SOURCE DATA:
[Start of section]

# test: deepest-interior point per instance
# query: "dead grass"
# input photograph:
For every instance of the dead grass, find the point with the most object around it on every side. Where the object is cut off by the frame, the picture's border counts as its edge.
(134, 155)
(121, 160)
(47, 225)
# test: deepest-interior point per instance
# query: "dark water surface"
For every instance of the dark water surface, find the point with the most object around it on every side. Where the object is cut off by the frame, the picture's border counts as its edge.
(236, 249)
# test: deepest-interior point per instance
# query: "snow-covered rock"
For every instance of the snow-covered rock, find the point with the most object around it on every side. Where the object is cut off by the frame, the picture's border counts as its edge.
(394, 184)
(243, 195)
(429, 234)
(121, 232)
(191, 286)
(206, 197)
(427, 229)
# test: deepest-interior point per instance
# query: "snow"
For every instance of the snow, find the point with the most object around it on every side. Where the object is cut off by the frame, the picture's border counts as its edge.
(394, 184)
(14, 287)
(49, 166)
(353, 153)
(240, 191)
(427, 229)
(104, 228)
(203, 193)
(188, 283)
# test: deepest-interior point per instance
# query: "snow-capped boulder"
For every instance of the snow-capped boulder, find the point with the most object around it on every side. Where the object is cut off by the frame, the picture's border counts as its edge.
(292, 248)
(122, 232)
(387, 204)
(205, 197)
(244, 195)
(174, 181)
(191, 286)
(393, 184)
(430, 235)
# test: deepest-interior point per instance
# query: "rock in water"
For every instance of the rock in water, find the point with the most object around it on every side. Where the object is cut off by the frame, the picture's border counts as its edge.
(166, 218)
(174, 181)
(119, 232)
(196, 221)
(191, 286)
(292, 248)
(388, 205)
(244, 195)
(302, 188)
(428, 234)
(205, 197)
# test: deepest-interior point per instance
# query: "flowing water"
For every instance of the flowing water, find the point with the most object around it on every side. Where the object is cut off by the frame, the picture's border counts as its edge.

[End of section]

YOUR INSTRUCTIONS: If a line in the material contains the word "query", copy that line.

RESULT FOR THIS EXERCISE:
# query: "dead grass"
# query: "dark water surface"
# query: "snow-covered rock"
# query: "snow"
# query: "snow-capped boulder"
# query: "rock in water"
# query: "flowing water"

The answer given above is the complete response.